● **Data for this exercise**
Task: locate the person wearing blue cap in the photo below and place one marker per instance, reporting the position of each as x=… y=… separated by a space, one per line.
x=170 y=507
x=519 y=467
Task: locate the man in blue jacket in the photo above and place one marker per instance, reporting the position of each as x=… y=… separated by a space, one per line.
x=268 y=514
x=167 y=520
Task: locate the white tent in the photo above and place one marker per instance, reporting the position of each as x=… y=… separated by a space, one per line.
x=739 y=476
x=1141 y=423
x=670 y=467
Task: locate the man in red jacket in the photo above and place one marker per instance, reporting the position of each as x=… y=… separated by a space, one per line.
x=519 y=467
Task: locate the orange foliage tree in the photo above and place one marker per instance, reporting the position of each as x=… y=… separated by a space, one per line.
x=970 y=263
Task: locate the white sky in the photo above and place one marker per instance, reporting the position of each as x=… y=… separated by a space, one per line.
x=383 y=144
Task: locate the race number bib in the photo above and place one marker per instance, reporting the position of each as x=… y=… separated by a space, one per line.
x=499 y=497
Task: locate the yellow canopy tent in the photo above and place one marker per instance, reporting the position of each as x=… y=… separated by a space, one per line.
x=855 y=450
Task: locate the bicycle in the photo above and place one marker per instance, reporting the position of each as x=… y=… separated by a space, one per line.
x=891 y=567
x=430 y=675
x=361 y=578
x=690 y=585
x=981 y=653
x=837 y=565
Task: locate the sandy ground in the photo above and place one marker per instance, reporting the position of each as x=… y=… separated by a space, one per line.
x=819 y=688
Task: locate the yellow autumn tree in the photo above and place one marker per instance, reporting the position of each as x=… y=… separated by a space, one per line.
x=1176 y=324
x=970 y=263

● **Brief**
Print the records again, exactly as they stand above.

● **Exercise solution**
Task: locate the person wearing blue cap in the photo below and place one marker per instance, reporting the position of each as x=… y=… separated by a space, one per line.
x=170 y=507
x=519 y=467
Task: locate the man in blue jacket in the photo above and place one marker per instance, reporting the position of each as x=… y=… separated by a space, one per line.
x=268 y=514
x=167 y=520
Task: locate the white tent in the photo above and place one marker per instance, reporting the position of each as x=… y=… separated by a space, one per line.
x=739 y=476
x=1141 y=423
x=670 y=467
Task: locate the man in red jacket in the photo above and place one marker per instance, reporting the position of each as x=… y=… separated by a space, one per line.
x=519 y=467
Task: locate the orange foliage tree in the photo above and place one marker per instance, reporting the position of each as x=… y=… separated by a space, one per line.
x=970 y=263
Task: locate the white sky in the photo above and place one marker per instance, reporting the position of each as x=… y=… separated by a space, one per line.
x=383 y=144
Task: locate the race number bib in the photo above and place one marker per instance, reporting the position of each as x=… y=… separated by a space, one per line.
x=499 y=497
Task: locate the yellow canopy tent in the photo above and place one marker per instance, reporting the position of each as x=… y=… separated by a space, one per line.
x=855 y=450
Task: locate the bicycle in the photo above and place one marker per instance, reporting the position of each as x=… y=… separated by a space, one per line.
x=891 y=567
x=430 y=675
x=361 y=578
x=690 y=585
x=981 y=653
x=837 y=565
Task: locate the sandy ground in the photo above and place one marker per instance, reporting the position of each as x=… y=… separated by a space, one per line.
x=819 y=688
Task: locate the yellow autumn tree in the photo above and place one marker per instance, reporting the position of each as x=… y=… separated by a space, one per line.
x=1176 y=324
x=970 y=263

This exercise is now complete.